**Text segment**

↓

Upserts in Iceberg

Owen O'Malley Wed, 03 Jul 2019 11:45:02 -0700

It works for me too. 

.. Owen


> On Jul 3, 2019, at 11:27, Anton Okolnychyi <aokolnyc...@apple.com.invalid> 
> wrote:
> 
> Works for me too.
> 
>> On 3 Jul 2019, at 19:09, Erik Wright <erik.wri...@shopify.com.INVALID> wrote:
>> 
>> That works for me.
>> 
>> On Wed, Jul 3, 2019 at 2:01 PM Ryan Blue <rb...@netflix.com.invalid> wrote:
>>> How about 9AM PDT on Friday, 5 July then?
>>> 
>>>> On Wed, Jul 3, 2019 at 10:55 AM Owen O'Malley <owen.omal...@gmail.com> 
>>>> wrote:
>>>> I'd like to call in, but I'm out Thursday. Friday would work except 11am 
>>>> to 1pm pdt.
>>>> 
>>>> .. Owen
>>>> 
>>>>> On Wed, Jul 3, 2019 at 10:42 AM Ryan Blue <rb...@netflix.com.invalid> 
>>>>> wrote:
>>>>> I'm available Thursday and Friday this week as well, but it's a holiday 
>>>>> in the US so some people may be out. If there are no objections from 
>>>>> anyone that would like to attend, then I'm up for that.

↑

**Directions**
A - What time does Ryan Blue propose for the call in the thread on upserts in Iceberg?
B - Print the thread on upserts in Iceberg starting at "It works for" and ending at "works for me.".

**Data listing**
↓

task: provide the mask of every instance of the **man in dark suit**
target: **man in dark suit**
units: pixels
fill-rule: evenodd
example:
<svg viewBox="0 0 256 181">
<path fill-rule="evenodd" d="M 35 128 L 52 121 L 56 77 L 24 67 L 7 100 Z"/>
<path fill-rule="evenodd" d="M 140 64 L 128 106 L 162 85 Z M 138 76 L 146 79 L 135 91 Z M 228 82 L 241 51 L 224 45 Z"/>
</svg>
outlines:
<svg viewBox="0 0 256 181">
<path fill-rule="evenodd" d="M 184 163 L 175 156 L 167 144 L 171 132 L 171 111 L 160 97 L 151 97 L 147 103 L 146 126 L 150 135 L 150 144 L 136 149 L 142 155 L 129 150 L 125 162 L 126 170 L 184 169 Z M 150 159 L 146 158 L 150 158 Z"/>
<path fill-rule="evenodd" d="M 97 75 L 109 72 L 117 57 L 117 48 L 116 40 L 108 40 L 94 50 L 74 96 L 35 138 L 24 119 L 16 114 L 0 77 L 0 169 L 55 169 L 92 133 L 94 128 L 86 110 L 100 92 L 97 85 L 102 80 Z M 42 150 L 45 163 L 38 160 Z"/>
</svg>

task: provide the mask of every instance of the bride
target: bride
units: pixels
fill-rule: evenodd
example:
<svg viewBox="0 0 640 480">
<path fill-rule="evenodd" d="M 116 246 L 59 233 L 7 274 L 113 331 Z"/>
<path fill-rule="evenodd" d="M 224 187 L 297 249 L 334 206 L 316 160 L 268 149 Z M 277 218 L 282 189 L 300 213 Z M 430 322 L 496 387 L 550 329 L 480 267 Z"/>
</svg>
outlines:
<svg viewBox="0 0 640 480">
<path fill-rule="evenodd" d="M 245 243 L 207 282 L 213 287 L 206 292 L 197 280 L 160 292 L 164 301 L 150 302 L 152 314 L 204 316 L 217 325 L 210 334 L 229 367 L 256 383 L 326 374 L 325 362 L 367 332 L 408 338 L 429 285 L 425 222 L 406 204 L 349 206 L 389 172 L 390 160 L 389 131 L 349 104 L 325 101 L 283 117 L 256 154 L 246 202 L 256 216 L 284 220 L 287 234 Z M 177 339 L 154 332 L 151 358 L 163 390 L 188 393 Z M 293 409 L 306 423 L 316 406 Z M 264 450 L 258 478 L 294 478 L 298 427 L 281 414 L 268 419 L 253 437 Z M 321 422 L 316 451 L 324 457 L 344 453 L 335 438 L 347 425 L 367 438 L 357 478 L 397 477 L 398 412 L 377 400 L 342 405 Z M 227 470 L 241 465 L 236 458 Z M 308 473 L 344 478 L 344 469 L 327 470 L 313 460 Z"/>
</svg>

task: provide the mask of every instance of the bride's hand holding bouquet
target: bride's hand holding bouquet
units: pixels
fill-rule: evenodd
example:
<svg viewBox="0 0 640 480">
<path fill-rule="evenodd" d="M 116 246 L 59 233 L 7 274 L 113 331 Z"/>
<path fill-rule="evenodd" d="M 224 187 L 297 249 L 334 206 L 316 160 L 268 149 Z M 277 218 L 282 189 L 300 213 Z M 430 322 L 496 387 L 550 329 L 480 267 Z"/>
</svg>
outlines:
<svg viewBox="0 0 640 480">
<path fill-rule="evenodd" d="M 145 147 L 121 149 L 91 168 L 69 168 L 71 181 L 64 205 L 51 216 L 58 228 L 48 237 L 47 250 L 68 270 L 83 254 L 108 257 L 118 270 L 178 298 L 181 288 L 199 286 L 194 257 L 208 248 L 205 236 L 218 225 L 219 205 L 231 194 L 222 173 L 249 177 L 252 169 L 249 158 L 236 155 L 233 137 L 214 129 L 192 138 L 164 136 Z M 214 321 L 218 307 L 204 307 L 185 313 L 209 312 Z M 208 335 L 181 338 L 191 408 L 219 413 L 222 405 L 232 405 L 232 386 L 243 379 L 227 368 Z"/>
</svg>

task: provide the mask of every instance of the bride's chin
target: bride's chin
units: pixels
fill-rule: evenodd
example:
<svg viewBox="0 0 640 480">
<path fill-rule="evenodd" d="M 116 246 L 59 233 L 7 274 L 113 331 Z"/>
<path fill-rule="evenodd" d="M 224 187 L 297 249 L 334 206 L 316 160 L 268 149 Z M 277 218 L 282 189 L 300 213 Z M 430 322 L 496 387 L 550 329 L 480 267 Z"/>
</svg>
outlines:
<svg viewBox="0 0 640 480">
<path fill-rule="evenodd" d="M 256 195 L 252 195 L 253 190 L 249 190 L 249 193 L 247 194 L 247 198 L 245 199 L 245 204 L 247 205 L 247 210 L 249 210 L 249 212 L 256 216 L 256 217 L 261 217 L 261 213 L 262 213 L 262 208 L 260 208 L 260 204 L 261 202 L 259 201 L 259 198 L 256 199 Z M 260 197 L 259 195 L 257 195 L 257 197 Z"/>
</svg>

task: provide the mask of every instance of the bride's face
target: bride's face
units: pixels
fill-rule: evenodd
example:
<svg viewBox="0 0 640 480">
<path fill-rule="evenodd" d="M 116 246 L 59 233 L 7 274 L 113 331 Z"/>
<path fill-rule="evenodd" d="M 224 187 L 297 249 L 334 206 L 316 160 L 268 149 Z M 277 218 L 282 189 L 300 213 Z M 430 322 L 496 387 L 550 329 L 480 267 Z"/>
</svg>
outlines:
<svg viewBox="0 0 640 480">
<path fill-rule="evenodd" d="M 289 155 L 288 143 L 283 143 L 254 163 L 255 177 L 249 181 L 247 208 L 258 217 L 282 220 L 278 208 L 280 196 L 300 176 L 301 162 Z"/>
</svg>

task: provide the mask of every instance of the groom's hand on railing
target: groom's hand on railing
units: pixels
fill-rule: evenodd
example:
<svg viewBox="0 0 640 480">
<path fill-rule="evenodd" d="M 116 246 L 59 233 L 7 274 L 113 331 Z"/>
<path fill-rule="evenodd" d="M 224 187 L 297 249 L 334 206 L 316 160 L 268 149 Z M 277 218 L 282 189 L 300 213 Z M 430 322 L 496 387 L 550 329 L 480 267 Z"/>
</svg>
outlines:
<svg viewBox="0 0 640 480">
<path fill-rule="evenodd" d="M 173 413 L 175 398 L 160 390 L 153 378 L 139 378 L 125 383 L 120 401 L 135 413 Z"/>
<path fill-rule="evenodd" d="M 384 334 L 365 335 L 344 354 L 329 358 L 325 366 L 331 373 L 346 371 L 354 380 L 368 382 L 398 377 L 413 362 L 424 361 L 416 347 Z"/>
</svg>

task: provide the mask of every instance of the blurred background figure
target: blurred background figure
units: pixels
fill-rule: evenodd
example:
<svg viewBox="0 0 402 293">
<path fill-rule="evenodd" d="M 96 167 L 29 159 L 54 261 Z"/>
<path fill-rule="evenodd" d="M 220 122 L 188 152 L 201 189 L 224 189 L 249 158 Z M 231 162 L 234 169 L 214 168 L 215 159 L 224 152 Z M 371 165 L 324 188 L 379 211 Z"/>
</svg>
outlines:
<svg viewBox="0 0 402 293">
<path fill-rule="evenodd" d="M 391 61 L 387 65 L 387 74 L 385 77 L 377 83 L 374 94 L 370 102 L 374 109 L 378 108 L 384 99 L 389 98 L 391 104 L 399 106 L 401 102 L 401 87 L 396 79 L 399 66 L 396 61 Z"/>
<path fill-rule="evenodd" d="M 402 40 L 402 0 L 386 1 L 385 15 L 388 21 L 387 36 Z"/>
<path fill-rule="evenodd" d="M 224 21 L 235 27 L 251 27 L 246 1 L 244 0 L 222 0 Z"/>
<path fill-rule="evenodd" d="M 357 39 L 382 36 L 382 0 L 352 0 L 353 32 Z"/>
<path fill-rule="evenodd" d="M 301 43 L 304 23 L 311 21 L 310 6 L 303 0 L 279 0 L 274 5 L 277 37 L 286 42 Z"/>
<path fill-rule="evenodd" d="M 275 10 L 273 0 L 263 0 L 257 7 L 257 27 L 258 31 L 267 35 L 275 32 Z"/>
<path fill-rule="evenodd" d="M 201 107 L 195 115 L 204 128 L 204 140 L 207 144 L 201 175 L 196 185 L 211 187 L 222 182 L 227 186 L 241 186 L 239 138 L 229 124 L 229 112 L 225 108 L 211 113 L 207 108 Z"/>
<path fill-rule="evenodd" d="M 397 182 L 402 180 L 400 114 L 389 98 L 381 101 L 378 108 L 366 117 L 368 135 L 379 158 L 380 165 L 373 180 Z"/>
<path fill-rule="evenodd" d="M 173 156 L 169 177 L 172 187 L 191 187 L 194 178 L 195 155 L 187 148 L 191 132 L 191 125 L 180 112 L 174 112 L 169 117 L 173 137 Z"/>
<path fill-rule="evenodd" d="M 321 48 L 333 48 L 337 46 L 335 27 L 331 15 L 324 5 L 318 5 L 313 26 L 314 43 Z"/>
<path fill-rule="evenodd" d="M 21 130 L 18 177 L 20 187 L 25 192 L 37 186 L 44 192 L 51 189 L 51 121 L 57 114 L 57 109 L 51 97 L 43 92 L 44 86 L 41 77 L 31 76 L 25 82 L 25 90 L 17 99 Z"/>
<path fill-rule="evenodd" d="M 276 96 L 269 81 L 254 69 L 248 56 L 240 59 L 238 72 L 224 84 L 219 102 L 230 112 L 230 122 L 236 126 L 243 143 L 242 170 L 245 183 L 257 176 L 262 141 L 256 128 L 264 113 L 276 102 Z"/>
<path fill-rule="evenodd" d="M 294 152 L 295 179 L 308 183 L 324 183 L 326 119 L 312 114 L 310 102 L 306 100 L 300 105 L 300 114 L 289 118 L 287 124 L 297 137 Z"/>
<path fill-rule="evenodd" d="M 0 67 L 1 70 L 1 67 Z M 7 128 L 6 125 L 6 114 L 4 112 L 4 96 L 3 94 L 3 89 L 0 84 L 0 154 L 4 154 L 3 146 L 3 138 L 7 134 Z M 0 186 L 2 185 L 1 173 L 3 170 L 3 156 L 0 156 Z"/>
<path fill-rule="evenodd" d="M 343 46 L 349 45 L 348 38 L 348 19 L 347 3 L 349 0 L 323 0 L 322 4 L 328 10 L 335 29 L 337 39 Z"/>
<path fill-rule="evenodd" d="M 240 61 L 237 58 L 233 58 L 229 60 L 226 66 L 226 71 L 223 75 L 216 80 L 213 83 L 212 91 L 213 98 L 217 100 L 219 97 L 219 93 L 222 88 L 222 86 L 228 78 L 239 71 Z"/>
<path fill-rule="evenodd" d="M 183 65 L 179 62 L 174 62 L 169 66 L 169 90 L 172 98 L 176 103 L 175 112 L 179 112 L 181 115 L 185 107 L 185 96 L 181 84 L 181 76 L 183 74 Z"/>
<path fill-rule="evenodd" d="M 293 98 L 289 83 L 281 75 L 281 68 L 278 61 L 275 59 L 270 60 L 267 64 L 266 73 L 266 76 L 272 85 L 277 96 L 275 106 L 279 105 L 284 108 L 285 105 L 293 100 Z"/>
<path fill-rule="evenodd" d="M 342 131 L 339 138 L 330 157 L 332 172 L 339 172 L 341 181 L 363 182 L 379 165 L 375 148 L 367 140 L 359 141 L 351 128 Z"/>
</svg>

↑

**Exercise results**
A - 9AM PDT on Friday, 5 July.

B -
It works for me too. 

.. Owen


> On Jul 3, 2019, at 11:27, Anton Okolnychyi <aokolnyc...@apple.com.invalid> 
> wrote:
> 
> Works for me too.
> 
>> On 3 Jul 2019, at 19:09, Erik Wright <erik.wri...@shopify.com.INVALID> wrote:
>> 
>> That works for me.